··· PROVIDED ENTRIES ···

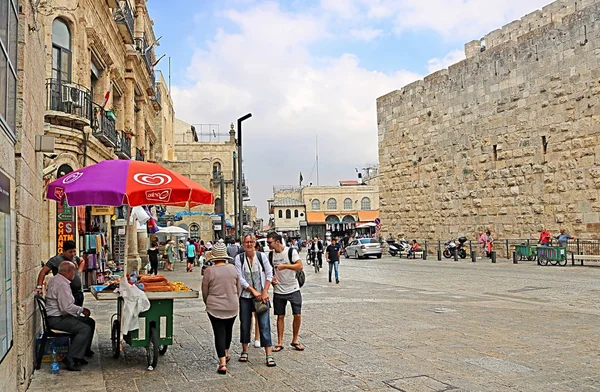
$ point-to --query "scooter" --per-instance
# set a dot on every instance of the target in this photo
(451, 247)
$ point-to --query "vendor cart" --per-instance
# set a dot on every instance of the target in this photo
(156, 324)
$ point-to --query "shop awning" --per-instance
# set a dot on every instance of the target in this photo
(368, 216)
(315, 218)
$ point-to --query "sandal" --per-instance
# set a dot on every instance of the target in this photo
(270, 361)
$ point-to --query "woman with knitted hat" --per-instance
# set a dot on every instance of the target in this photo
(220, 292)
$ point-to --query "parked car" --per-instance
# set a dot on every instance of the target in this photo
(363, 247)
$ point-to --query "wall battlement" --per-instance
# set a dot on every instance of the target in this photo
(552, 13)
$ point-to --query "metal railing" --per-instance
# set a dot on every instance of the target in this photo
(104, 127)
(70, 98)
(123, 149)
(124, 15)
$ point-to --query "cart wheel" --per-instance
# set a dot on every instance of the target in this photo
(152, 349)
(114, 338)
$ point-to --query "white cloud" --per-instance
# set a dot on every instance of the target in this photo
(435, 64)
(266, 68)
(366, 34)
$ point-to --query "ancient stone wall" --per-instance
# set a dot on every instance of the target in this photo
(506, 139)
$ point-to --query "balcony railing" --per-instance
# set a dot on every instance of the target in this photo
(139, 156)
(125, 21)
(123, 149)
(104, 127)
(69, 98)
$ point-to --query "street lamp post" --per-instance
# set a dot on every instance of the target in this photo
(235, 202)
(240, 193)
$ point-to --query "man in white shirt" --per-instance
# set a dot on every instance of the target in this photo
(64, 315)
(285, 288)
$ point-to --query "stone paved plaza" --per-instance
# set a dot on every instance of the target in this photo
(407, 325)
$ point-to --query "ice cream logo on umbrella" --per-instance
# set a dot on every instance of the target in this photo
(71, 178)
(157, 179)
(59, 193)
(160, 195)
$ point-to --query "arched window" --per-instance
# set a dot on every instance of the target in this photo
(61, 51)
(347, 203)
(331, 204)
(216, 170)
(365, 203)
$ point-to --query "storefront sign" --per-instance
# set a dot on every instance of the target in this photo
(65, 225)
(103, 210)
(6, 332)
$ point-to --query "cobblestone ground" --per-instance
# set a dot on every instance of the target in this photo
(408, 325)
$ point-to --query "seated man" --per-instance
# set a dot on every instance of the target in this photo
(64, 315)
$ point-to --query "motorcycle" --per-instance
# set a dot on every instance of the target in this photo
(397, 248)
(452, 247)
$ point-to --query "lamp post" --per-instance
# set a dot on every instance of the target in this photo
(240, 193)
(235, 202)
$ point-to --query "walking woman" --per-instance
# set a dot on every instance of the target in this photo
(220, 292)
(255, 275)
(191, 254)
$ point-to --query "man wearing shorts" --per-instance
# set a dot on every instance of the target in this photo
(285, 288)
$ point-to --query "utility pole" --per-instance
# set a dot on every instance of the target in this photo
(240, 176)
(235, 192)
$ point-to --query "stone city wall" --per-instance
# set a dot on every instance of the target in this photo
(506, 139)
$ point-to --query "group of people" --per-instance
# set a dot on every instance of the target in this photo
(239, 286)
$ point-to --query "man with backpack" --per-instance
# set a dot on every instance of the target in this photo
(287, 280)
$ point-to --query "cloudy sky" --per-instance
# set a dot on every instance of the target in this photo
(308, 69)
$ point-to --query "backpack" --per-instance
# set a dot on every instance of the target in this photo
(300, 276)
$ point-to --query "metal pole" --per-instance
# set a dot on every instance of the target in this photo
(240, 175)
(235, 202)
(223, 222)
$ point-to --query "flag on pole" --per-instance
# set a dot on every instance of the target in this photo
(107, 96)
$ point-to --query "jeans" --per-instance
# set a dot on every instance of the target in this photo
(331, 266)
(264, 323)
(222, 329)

···

WHAT TO PRODUCE:
For the records above, state the number of lines that include the string "post" and add nothing.

EXPECTED ANSWER:
2